- _Défis_
1) Dans l'article sur le Kurdistan autonome, qui est le chef du Front de la concorde ?
2) D'après l'article sur le Kurdistan autonome, pourquoi les ministres du Front de la concorde avaient-ils démissionné en août 2007 ?
3) Reprenez l'article sur le Kurdistan autonome à la suite de sa dernière phrase et poursuivez-le.

- _Extrait du document_
_ _ _

Le Kurdistan autonome fait l’unité contre lui


14 janvier 2008 | Par Monique Mas

Le gouvernement al-Maliki s’est vu promettre lundi le renfort du Front de la concorde, le principal parti parlementaire sunnite. Ses ministres avaient démissionné en août 2007 pour protester contre le retard du vote de la loi «de réconciliation» concernant les anciens membres du parti Baas, finalement adoptée samedi, et contre la perspective du rattachement de la ville de Kirkouk au Kurdistan autonome.

Dimanche avait déjà vu l’annonce inédite d’une plate-forme politique entérinée par des députés laïcs de la Liste commune irakienne de l’ex-Premier ministre Iyad Allaoui, des sunnites du Front national du dialogue de Salah al-Motlak mais aussi des chiites radicaux de l’imam Moqtada Sadr. Avec pour objectif affiché « l’intérêt national et l’unité de l’Irak », tous s’opposent aux revendications territoriales et pétrolières kurdes.

« Le Front est prêt à retourner au gouvernement », annonçait ce 14 janvier le chef du Front de la Concorde, le sunnite Tarek al-Hachémi, qui est aussi le vice-président de l’Irak présidé par le Kurde Jalal Talabani. Avec cette déclaration, les sunnites pourraient redonner figure pluriconfessionnelle au gouvernement vidé de cette composante après leur démission l’année dernière. Un nouveau cabinet « d’unité nationale » semble se profiler à l’horizon immédiat. La déclaration d’al-Hachémi succède à l’annonce de la plate-forme commune sunnites-chiites-laïcs.

_ _ _

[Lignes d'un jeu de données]
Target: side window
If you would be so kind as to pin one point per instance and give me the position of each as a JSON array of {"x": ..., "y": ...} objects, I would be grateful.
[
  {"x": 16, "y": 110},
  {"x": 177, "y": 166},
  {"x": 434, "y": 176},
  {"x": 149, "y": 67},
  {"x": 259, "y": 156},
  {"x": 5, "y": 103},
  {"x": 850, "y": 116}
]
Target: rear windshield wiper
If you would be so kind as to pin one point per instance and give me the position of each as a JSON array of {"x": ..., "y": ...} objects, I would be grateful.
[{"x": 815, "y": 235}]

_ _ _

- _En réponse_
1) C'est le sunnite Tarek al-Hachémi, qui est aussi vice-président de l'Irak.

2) Ils protestaient contre le retard du vote de la loi « de réconciliation » sur les anciens membres du parti Baas, qui a finalement été adoptée samedi. Ils s'opposaient aussi au possible rattachement de la ville de Kirkouk au Kurdistan autonome.

3)
Renfort sunnite pour al-Maliki

Lundi, le puissant chef sunnite Tarek al-Hachémi avait convoqué une conférence de presse commune avec un alter ego chiite d’importance, Abdelaziz Hakim, le chef du Conseil suprême islamique d’Irak qui soutient al-Maliki. Al-Hachémi se plaignant d’une « stagnation politique sans précédent », Hakim a prophétisé « des progrès dans les jours et les mois qui viennent ». Rien ne garantit qu’ils ne s’accompagneront pas d’une crise politique mettant en scène des alliances concurrentes.

Le renfort sunnite d’al-Hachémi est bienvenu pour le pouvoir chiite, fort à Bagdad, de l'aile du parti Dawa emmenée par Nouri el-Maliki et du Conseil suprême islamique d’Irak. Cela ne suffisait pas en effet à asseoir l’empire du Premier ministre, débordé par les ambitions des Kurdes, ses alliés jusqu’ici, avec notamment le président kurde, Jalal Talabani, en position d’équilibriste. Fin 2007, la question kurde menaçait d’ailleurs de refaire violemment surface avec la perspective du référendum sur le rattachement de la ville pétrolière de Kirkouk au Kurdistan autonome. L’Onu a jugé plus sage de repousser la consultation au premier semestre 2008. Mais désormais, en Irak, la levée de boucliers est générale.

Le président du Kurdistan autonome, Massoud Barzani, revendique la souveraineté sur Kirkouk et multiplie en outre les contrats pétroliers avec des compagnies étrangères contre l’avis du gouvernement central. Il est même en train de négocier la construction d’une raffinerie et l’achèvement d’une autre avec des firmes canadiennes. En agitant le spectre d’un dépeçage de l’Irak, ces manifestations d’indépendance économique expliquent très largement les alliances contre-nature qui sont en train de se nouer.

Kirkouk pour l'exemple

Les signataires de la plate-forme Allaoui-Motlak-Sadr, assurant qu’ils entendent « répartir les richesses de façon équitable et recouvrer la souveraineté et l'indépendance » d’un Irak unitaire. Ils veulent « faire un exemple d’unité nationale en trouvant un accord politique national pour Kirkouk ». Mais ils souhaitent aussi que « les forces de sécurité soient reconstruites sur la base de la compétence, de façon à ce qu'elles fassent appliquer la loi et protègent la patrie, pour aboutir à la fin de l'occupation de la terre irakienne ».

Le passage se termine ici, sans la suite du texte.